Take the material below and write it all out again exactly.

··· DATA LINES ···

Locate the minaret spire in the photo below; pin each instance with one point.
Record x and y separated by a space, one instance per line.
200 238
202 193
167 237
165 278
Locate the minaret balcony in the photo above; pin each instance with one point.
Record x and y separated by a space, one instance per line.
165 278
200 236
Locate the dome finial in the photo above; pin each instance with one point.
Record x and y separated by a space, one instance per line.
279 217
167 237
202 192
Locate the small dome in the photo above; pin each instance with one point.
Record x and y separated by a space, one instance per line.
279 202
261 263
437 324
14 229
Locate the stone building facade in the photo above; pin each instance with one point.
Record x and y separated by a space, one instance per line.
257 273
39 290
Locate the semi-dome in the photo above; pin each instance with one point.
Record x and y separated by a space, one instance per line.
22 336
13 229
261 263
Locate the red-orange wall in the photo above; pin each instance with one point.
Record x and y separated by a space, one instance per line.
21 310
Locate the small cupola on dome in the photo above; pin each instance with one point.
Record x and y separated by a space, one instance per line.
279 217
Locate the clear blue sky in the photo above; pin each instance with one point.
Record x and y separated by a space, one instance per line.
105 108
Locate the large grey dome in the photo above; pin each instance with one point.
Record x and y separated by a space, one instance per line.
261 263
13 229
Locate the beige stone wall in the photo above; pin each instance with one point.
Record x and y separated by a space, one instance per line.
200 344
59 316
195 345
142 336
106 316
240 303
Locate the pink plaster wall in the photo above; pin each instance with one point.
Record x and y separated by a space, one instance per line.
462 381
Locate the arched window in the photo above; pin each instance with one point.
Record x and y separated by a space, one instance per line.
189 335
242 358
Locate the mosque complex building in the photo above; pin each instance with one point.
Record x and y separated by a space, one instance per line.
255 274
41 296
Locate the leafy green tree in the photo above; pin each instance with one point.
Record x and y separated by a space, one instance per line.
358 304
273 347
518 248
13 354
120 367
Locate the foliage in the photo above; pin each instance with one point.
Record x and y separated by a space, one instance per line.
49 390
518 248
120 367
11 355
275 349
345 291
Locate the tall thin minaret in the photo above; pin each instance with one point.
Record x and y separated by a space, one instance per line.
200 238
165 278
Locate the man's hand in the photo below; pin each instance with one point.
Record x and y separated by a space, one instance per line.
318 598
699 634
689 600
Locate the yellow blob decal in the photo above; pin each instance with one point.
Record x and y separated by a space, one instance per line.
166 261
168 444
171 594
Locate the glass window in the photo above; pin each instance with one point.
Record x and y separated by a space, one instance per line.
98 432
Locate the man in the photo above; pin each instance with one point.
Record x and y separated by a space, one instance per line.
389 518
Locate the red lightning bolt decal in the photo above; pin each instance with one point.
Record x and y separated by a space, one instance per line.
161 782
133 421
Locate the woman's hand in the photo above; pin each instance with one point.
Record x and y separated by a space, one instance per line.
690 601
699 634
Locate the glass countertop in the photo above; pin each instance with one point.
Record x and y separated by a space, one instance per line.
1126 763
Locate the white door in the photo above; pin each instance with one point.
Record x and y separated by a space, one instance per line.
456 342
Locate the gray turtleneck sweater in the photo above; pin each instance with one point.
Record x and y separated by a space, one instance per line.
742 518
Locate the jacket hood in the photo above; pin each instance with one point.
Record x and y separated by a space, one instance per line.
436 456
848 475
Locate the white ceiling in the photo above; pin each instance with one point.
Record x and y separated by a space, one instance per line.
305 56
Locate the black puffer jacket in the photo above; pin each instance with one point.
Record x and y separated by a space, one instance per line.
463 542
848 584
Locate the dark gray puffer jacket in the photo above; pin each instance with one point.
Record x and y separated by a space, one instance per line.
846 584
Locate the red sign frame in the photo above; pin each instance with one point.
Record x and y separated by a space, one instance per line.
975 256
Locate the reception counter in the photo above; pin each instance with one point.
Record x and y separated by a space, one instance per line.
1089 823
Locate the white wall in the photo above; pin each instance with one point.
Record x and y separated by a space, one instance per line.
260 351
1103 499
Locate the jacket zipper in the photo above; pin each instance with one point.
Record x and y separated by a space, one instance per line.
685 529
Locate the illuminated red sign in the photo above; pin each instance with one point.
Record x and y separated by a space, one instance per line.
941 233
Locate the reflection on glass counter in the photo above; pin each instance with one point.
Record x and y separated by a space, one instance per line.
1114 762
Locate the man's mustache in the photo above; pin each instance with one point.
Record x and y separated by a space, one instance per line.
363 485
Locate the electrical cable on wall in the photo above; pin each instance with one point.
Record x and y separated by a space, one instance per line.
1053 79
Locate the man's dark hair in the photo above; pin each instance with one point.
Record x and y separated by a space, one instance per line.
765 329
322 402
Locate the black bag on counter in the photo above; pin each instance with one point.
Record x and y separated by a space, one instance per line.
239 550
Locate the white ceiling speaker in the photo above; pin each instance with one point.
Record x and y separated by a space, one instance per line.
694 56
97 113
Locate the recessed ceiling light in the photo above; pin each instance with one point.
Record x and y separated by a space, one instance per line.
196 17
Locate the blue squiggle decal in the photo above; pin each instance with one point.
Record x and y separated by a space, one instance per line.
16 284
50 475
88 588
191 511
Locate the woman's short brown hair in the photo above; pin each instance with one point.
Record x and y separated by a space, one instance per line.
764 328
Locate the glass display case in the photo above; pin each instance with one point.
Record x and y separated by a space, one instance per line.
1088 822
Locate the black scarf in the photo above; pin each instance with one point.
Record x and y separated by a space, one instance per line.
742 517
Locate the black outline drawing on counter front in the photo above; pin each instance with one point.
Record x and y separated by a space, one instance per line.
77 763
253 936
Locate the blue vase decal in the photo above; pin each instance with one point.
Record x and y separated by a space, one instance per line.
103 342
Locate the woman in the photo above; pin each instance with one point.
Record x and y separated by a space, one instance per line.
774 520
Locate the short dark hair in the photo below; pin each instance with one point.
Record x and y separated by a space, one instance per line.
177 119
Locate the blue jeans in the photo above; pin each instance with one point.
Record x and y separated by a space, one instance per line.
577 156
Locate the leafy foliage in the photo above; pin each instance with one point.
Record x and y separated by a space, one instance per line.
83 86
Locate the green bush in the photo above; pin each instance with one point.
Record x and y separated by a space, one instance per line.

···

WRITTEN RESPONSE
Locate the minaret spire in the photo below; pin each instance with one point.
Record x and y separated by a space, one instance per line.
200 238
202 193
167 237
165 278
Locate the minaret balcony in the photo above; pin each instance with one point.
Record x and y separated by a space, one instance per line.
165 278
200 236
Locate the dome finial in the photo above; pin each instance with one point.
Record x and y separated by a space, one instance per line.
279 217
167 237
202 192
Locate the small dome in the photo above; pin each instance with one point.
Record x and y separated by a space, one instance per line.
279 202
261 263
437 324
14 229
Locate the stone building facade in the photo above; pin each instance with one point.
Record x and y separated by a space, one instance per line.
257 273
39 290
Locate the semi-dome in the photo above; pin each instance with one point.
Record x and y separated by a space, one instance per line.
22 336
13 229
261 263
Locate the red-orange wall in the photo above; pin each instance with one point.
Record x and y separated by a space, one instance per line.
21 310
Locate the small cupola on dome in the photo above; pin each instance with one point.
Record x and y separated by a space, one instance per line.
279 217
Locate the clear blue sky in the photo above; pin each instance with one point.
Record x and y separated by a space, one instance per line.
105 108
Locate the large grey dome in the photo above; pin each instance with one point.
Record x and y separated by a space, one instance per line.
261 263
13 229
Locate the beige stone wall in the photo above; pin each instance with one point.
Record x and y separated by a space, one instance per line.
200 344
59 316
195 345
142 336
106 316
240 303
Locate the pink plaster wall in the photo above; pin each instance with one point.
Record x and y separated by a space, one instance per line.
462 381
Locate the arched window in the photo above; pin each instance with one point.
Record x and y separated by a space, one instance per line.
189 335
242 358
Locate the mosque complex building in the photo above; pin each instance with one point.
Record x and y separated by a space, one instance per line.
255 274
41 296
Locate the leafy green tree in the photo above; pin each instance with one point.
Record x and y separated by a space, one instance per line.
358 304
273 347
518 248
13 354
120 367
Locate the foliage in the photo above; pin each instance with one point.
Record x and y separated by a space, one instance per line.
49 390
518 248
120 367
11 355
275 349
345 291
Locate the tall thin minaret in the photo above; pin each instance with one point.
Record x and y separated by a space, one instance per line.
200 238
165 278
Locate the man's hand in the photo below; pin each instance with one point.
Record x and y separated by a space, one instance per line.
318 598
699 634
689 600
Locate the yellow blob decal in the photo above; pin each instance with one point.
Record x and y separated by a space, one instance per line.
166 261
168 444
171 594
Locate the glass window in the photo above; pin each instance with one point.
Record x and y separated by a space, one instance per line.
98 432
Locate the man in the photo above; pin each instance with one point.
Record x and y separated by a space, one instance per line.
389 518
Locate the red lightning bolt decal in the photo above; pin each instance with one point.
Record x and y separated by a space, one instance per line.
161 782
133 421
Locate the woman's hand in the photo above; pin each instance with one point.
Record x and y separated by a space, one instance per line.
690 601
699 634
Locate the glass countertop in the photo above; pin each instance with one point.
Record x and y separated by a space, one instance per line.
1126 763
Locate the white door in the photo above; pin each instance with one point.
Record x and y separated by a space, one instance per line.
456 342
Locate the gray turtleneck sweater in the photo above; pin each instance with one point.
Record x and y separated by a space, one instance per line.
742 518
Locate the jacket hood in the photo above; pin each instance with one point.
Record x and y separated by a space, one instance per line.
436 456
848 475
Locate the white ceiling in the photo above; pin each instance with one point.
Record x and y separated by a space, one instance per line.
305 56
Locate the black puffer jacket in the photo above; pin each instance with one point.
Record x and y separated by a space, one instance per line.
463 542
848 584
Locate the dark gray puffer jacket in the photo above; pin each instance with one point.
Record x and y separated by a space, one instance per line.
846 584
Locate the red sign frame in the photo above; pin each instance with one point.
Record x and y separated by a space, one instance per line.
975 256
Locate the reception counter in the photo above; pin each instance with one point.
Record x and y separated by a space, one instance per line.
1089 823
Locate the white wall in the photo above; pin each instance with one point.
Record x and y separated by a space, one instance per line.
260 351
1103 499
Locate the jacket zipper in the photo above; pin each instance with one point.
Record x and y separated by a space, one instance per line.
685 529
Locate the illuminated red sign in the photo above; pin each instance with one point.
Record x and y separated by a space, one instance per line.
941 233
Locate the reflection on glass counter in the photo above; pin each instance with one point.
Record x and y separated by a space, one instance per line.
1114 762
Locate the man's mustache in the photo above; pin each instance with one point.
Record x and y separated by a space, one instance per line.
363 485
Locate the electrical cable on wall in the photo above; pin each instance with one point.
Record x and y separated by a space, one instance per line.
1053 79
Locate the man's dark hair in the photo above; pin each instance with one point.
Record x and y separated by a space, one instance per line.
765 329
322 402
Locate the black bag on counter in the photo above; pin each instance with one point.
Record x and y separated by a space, one instance per line.
239 550
Locate the white ceiling speaker in the photo above; pin each instance with one point.
Record x and y separated by a space, one instance per line.
694 56
97 113
Locate the recessed ceiling light in the photo above; pin each instance with one point.
Record x and y separated by a space, one instance per line.
196 17
Locate the blue squiggle decal in the photo above; pin each instance with one point.
Record x and y separated by a space, one instance per line.
16 284
50 475
88 588
191 511
Locate the woman's short brown hair in the photo above; pin each instance with one point.
Record x and y separated by a space, one instance per line.
764 328
Locate the glass display case in the photo above; pin each instance with one point.
Record x and y separated by a space, one instance per line.
1088 822
Locate the black scarf in the photo above; pin each instance with one point.
Record x and y separated by a space, one instance per line.
742 517
Locate the black outline drawing on counter front in the photo above; pin each instance with one point.
Record x and y separated by a space, one instance per line.
77 763
253 936
Locate the blue vase decal in the photo above; pin each instance with one point.
Record x and y separated by a space, one instance per line.
103 342
Locate the woman in the photo above; pin each instance with one point.
Record x and y separated by a space, one instance per line.
774 520
Locate the short dark hair in the photo below; pin each instance with one point.
Record x and y separated by a space, one instance per line.
177 119
Locate the blue jeans in the photo above; pin each instance with one point.
Record x and y separated by a space, one instance per line.
577 156
Locate the leafy foliage in the photo above; pin each instance with one point.
Record x and y separated by a space, one instance per line.
83 86
Locate the green bush in the photo above; pin each instance with one point.
Record x and y separated by a space, one instance per line.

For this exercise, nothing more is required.